## PROBLEM DETAILS
Pull out every line of the material below that contains the string "handle", matching case exactly.

## DATA FOR THIS TASK
•••

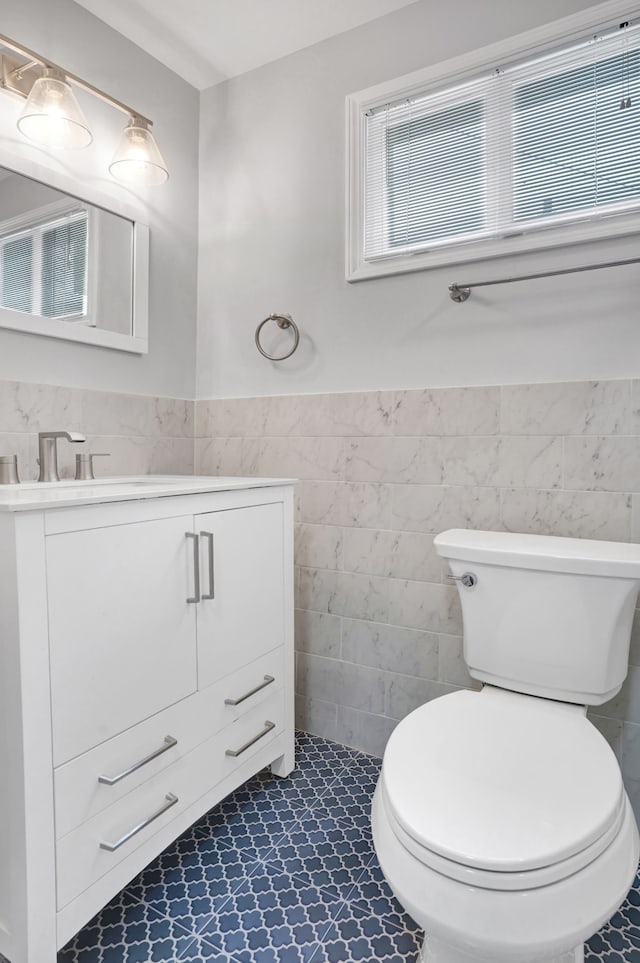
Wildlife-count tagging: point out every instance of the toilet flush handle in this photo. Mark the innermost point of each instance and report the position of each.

•••

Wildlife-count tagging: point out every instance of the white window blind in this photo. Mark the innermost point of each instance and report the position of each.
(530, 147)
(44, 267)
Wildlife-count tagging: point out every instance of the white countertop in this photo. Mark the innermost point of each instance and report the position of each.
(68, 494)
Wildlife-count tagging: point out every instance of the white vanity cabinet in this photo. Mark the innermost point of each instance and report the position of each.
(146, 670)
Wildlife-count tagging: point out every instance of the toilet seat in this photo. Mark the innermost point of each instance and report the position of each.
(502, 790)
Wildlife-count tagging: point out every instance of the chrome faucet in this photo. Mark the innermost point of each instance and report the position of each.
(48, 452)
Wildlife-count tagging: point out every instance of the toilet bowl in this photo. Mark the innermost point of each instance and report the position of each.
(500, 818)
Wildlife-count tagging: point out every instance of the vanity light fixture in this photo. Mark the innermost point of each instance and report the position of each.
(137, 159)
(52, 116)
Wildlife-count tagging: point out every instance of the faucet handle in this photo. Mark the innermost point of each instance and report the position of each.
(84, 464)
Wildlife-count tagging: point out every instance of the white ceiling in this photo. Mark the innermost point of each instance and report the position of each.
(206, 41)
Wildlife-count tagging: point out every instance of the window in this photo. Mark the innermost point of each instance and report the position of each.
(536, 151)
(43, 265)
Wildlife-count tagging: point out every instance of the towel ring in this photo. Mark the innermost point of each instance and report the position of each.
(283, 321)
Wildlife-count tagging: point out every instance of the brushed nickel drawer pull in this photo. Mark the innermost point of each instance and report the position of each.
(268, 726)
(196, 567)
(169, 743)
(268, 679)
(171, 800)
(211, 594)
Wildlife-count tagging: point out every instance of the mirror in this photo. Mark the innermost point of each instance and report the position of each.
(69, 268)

•••

## EXERCISE RESPONSE
Wildlife-count tagging: point out every instance of the toilet flush handle in this photo. Mark the innermost point of each instance and report the position of each.
Wildlife-count tagging: point out every instance of the faucet handle in this photo. Mark the innermost point of each instance and report the position of each.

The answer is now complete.